(Point annotation dataset records)
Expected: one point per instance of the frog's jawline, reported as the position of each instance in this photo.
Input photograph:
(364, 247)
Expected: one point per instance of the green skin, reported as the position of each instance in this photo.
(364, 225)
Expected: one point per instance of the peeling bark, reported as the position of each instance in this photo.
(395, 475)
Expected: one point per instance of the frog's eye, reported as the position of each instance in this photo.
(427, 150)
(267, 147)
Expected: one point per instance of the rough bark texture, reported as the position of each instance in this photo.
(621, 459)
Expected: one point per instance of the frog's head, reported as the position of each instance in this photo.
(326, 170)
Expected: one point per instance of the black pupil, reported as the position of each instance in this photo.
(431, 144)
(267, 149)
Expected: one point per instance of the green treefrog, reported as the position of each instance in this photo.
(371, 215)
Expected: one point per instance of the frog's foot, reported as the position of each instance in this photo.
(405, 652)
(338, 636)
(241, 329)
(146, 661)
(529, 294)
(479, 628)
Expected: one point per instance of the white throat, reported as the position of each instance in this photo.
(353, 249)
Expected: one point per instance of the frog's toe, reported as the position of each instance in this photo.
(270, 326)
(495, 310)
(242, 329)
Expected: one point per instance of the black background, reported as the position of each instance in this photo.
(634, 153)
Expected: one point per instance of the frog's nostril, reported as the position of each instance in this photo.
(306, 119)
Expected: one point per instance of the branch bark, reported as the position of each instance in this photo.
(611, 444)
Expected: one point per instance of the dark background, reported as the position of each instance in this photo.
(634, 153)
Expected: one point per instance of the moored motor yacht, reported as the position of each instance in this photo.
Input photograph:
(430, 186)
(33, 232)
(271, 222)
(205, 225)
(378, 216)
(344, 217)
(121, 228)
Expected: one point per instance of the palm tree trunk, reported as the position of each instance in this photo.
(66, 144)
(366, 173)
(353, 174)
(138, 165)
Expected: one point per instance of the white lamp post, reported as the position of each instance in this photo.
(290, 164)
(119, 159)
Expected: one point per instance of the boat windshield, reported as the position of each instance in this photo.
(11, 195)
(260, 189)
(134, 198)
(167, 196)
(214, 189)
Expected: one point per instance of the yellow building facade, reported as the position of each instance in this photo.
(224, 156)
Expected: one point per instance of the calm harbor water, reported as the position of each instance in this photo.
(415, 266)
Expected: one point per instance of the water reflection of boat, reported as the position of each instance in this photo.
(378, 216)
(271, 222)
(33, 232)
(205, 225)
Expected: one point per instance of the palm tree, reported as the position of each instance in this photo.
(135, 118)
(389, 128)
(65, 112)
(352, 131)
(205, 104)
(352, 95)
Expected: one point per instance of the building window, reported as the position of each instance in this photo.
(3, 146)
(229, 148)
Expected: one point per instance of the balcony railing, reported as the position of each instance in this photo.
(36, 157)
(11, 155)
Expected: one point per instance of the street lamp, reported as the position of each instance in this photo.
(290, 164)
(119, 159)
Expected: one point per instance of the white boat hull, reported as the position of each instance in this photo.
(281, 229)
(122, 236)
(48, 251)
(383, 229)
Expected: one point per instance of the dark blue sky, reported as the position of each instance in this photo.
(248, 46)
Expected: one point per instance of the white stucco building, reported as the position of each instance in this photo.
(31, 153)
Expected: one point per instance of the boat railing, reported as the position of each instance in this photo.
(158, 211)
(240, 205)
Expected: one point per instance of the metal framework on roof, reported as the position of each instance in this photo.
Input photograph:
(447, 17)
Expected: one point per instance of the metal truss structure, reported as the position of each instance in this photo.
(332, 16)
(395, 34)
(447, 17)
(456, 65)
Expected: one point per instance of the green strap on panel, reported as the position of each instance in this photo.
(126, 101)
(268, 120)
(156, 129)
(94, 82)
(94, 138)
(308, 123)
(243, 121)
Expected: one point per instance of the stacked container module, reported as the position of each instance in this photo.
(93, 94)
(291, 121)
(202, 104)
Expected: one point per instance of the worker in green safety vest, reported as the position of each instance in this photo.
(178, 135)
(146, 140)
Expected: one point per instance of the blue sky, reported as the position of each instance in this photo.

→ REQUIRED TASK
Each line must be given again exactly as written above.

→ COMPLETE RESPONSE
Expected: one point per instance of the frog's jawline, reported as the position of each instance in this photo.
Input photograph:
(364, 247)
Expected: one point per instance of the green skin, reported as the position of each instance in this photo.
(364, 225)
Expected: one point per instance of the peeling bark, reported as the position of each instance in this photo.
(395, 475)
Expected: one point per instance of the frog's eye, reported as the position of each instance in this photo.
(427, 150)
(267, 147)
Expected: one point per instance of the rough bark texture, reported as the position of each instance in this photo.
(621, 459)
Expected: one point per instance of the frog's head, reported as the position of each instance in this photo.
(326, 170)
Expected: one point per instance of the black pupil, reported as the position of each instance in this photo.
(431, 144)
(267, 149)
Expected: one point per instance of the green treefrog, reported as the position of each instance in this photo.
(371, 215)
Expected: one point per instance of the frog's foot, reported as the position of each instance in this photo.
(405, 652)
(338, 636)
(241, 329)
(146, 661)
(529, 294)
(479, 628)
Expected: one point per instance of the white throat, reported as the position of each instance in this photo.
(353, 249)
Expected: one point per instance of the frog's toe, reported as the position of each instance in this photo.
(270, 326)
(495, 310)
(242, 329)
Expected: one point per instance of the black background, reported as the position of each instance in this photo.
(634, 153)
Expected: one point per instance of the frog's nostril, reported as the position of each instance in this photo.
(306, 119)
Expected: one point per instance of the branch bark, reported as the position of each instance in this photo.
(611, 444)
Expected: one point per instance of the dark background, reported as the position of each instance in this photo.
(634, 153)
Expected: one point per instance of the moored motor yacht, reported as the position of each instance in this photo.
Input photograph:
(430, 186)
(33, 232)
(271, 222)
(205, 225)
(378, 216)
(344, 217)
(121, 228)
Expected: one point per instance of the palm tree trunk, reported as the position of each instance in this photo.
(66, 144)
(366, 173)
(353, 174)
(138, 165)
Expected: one point per instance of the white lamp post, reported as the position of each instance in this photo.
(290, 164)
(119, 159)
Expected: one point per instance of the boat windshield, reported as the position of each instance in this photo.
(11, 195)
(260, 189)
(134, 198)
(167, 196)
(214, 189)
Expected: one point per instance of the yellow building facade, reported as the position of each instance in this photo.
(224, 156)
Expected: one point per instance of the calm harbor water, reported as the position of each instance in this photo.
(415, 266)
Expected: one point per instance of the water reflection of boat, reported as the position of each instance in this photo.
(378, 216)
(271, 222)
(33, 232)
(205, 225)
Expected: one point per instance of the palm tree, reported as the position of each instance in this photo.
(135, 118)
(389, 128)
(65, 112)
(352, 131)
(205, 104)
(352, 95)
Expected: one point per instance of the building window, reported as the position of each instance in this photo.
(3, 146)
(229, 148)
Expected: one point per instance of the balcony railing, reported as the position of each instance in this photo.
(36, 157)
(11, 155)
Expected: one point per instance of the street lamp, reported as the position of each instance in this photo.
(290, 164)
(119, 159)
Expected: one point per instance of the white boat hull, reported as the position of each instance in this photo.
(281, 229)
(122, 236)
(48, 251)
(383, 229)
Expected: one point per instance of the dark blue sky, reported as the position of each instance in this photo.
(248, 46)
Expected: one point per instance of the white stucco building, reported as the position of each instance in this photo.
(31, 153)
Expected: one point per instance of the boat railing, reported as the position of each instance in this photo.
(158, 211)
(240, 205)
Expected: one point per instance of the metal framework on roof, reported as the position of each instance in this photo.
Input photograph:
(447, 17)
Expected: one point per instance of the metal truss structure, reported as the position of each instance in this photo.
(332, 16)
(395, 34)
(447, 17)
(456, 65)
Expected: one point per instance of the green strap on panel, reported as the position of each instance in this photo.
(126, 101)
(268, 120)
(156, 129)
(94, 82)
(94, 138)
(308, 123)
(243, 121)
Expected: one point per instance of the stacked container module, reported as the position of each instance in this photo.
(93, 94)
(291, 121)
(202, 104)
Expected: one point per instance of the worker in green safety vest, reported as the position of each instance in this photo.
(178, 135)
(146, 140)
Expected: one point per instance of the blue sky, reported as the position of each instance in this photo.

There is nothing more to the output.